##### SELECTED EXTRACT #####
- - Wednesday, November 29, 2017

What a relief! Prince Harry and Meghan Markle — young, romantic, endearing in their mythic appeal — replace the old, aggressive harassers with paunch, thinning hair and sagging lecherous facial lines. There’s happy news amidst the cheap and fake.

Love trumps lust, ceremony softens sensation, beauty triumphs over the beastly. Prince Charming and his damsel fair update the fairy tale we’ve been waiting for. It’s easy to poke fun at the pomp, pelf and wealth of the royals, but who doesn’t like a royal romance, if only as a diversion from the frequent ugliness of the real world?

There’s an abundance of gossip in Old Blighty about Meghan the American actress with a black mother and white father, adding multi-culti glitz and celebrity to the royals, but the occasion was decidedly low-key dignity when they stood in front of Kensington Palace and its leafy green formal garden to announce their engagement. The dark-haired beauty looked with unconcealed longing at her charming prince, a refreshing picture in these jaded times of wrinkled lechers harassing innocent young women.



The catty and the cruel on yonder side of the pond complained bitterly that so many British men fancy American women. Columnist Melanie McDonagh observes with a smirk in the Spectator, a smart London weekly, that “70 years ago Meghan Markle would have been the kind of woman the prince would have had for a mistress, not a wife.” But most Britons have been delighted with the pictures of Harry and Meghan holding hands and indulging in carefully measured flirtation. Prince Harry tells a BBC interviewer how they chose each other, nurturing mutual infatuation on a camping trip under the stars in Botswana. Meghan talks of the joys of long country walks together. The first question she wanted answered was whether Harry was “nice.”

Perhaps this royal romance will recall some of the more appealing elements of respect and deference that men traditionally have extended to women. The sexual revolution, for all of its positive emphasis on equality in sexual relationships, has so vulgarized male-female relations with a coarse, gauche vocabulary sprinkled with obscenity, that in this royal romance there’s an undercurrent of longing for the discarded decorum and civility that once attended falling in love.
##### EXERCISE DATA #####
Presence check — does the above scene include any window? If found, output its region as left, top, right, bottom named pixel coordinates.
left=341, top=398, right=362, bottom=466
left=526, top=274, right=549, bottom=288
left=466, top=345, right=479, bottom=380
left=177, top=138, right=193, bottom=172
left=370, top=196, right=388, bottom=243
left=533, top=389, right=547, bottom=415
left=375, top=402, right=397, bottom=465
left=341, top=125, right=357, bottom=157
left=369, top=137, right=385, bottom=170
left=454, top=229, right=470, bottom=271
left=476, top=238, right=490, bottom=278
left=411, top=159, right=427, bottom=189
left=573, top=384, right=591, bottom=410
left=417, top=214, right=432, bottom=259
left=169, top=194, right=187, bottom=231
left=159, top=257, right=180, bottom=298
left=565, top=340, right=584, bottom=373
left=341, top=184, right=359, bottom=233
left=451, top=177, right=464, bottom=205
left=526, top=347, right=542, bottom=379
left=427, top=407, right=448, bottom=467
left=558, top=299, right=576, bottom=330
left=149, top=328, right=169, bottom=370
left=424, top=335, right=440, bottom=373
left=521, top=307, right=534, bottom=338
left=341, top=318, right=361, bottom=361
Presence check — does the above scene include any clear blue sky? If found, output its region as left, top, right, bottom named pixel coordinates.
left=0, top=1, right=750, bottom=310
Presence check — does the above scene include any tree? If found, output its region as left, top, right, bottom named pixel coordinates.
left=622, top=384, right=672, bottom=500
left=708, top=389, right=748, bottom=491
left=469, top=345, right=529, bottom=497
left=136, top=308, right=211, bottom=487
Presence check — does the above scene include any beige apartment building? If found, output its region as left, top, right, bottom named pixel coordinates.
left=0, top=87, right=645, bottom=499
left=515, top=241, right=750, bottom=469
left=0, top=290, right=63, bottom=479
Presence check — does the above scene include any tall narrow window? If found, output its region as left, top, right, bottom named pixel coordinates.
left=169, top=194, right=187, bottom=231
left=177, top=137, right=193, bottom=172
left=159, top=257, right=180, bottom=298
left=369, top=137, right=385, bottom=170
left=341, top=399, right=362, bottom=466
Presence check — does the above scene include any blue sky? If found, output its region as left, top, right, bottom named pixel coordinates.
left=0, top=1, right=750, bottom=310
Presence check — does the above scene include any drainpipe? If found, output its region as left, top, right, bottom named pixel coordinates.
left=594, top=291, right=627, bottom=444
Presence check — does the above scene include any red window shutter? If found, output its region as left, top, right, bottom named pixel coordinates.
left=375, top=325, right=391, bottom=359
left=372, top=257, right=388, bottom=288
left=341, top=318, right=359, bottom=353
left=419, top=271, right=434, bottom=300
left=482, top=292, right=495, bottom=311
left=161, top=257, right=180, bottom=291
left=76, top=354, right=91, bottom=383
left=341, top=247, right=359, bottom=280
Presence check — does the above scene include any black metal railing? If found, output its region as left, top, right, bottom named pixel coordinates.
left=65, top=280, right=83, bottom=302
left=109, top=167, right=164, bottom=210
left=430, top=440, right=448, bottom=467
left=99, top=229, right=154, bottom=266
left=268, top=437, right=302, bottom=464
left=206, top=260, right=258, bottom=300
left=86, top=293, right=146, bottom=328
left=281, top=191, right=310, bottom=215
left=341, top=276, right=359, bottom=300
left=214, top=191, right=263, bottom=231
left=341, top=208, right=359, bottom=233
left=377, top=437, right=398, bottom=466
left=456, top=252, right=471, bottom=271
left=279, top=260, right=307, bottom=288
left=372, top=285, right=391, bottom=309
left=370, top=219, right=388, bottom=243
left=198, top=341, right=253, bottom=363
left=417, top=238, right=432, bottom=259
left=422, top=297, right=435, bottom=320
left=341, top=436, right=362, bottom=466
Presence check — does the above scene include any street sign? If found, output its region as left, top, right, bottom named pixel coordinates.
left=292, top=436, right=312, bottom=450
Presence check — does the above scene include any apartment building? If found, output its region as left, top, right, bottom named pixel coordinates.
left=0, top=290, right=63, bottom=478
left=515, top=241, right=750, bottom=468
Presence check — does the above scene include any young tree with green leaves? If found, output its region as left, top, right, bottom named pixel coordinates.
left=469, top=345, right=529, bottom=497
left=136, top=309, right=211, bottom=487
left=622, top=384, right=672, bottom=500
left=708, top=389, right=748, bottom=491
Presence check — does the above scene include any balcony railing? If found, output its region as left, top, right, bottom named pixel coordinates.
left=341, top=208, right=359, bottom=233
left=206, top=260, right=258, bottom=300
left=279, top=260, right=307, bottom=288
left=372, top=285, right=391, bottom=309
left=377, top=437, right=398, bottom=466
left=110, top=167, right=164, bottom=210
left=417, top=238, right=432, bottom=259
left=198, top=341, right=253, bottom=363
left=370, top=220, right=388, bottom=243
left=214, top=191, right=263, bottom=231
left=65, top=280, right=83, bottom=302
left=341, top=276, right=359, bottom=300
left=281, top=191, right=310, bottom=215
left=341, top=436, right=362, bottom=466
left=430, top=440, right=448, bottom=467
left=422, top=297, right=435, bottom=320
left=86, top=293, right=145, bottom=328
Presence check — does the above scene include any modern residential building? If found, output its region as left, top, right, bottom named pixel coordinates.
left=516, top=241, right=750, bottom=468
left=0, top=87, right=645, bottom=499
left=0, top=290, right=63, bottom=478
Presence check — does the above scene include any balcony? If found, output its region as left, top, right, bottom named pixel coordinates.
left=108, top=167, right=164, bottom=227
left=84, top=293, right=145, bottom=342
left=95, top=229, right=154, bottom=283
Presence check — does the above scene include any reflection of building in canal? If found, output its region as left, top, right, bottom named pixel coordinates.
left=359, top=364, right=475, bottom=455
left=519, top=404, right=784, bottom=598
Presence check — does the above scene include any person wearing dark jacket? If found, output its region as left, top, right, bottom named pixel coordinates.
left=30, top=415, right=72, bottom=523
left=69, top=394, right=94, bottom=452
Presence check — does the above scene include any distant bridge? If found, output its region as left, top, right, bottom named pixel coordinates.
#####
THINGS TO DO:
- a) Return the part of the column on Prince Harry and Meghan Markle that runs from "Love trumps lust, ceremony" up to and including "the real world?", copied word for word.
- b) Using the column on Prince Harry and Meghan Markle, decide whether each statement agrees with it: (i) the couple announced their engagement in front of Kensington Palace; (ii) Melanie McDonagh's remark appeared in a BBC broadcast; (iii) Prince Harry says they grew close on a camping trip in Kenya. Answer yes or no for each, quoting the words of the column that decide it.

SOLUTIONS:
- a)
Love trumps lust, ceremony softens sensation, beauty triumphs over the beastly. Prince Charming and his damsel fair update the fairy tale we’ve been waiting for. It’s easy to poke fun at the pomp, pelf and wealth of the royals, but who doesn’t like a royal romance, if only as a diversion from the frequent ugliness of the real world?

- b)
(i) Yes: "when they stood in front of Kensington Palace and its leafy green formal garden to announce their engagement"
(ii) No: "Columnist Melanie McDonagh observes with a smirk in the Spectator, a smart London weekly"
(iii) No: "nurturing mutual infatuation on a camping trip under the stars in Botswana"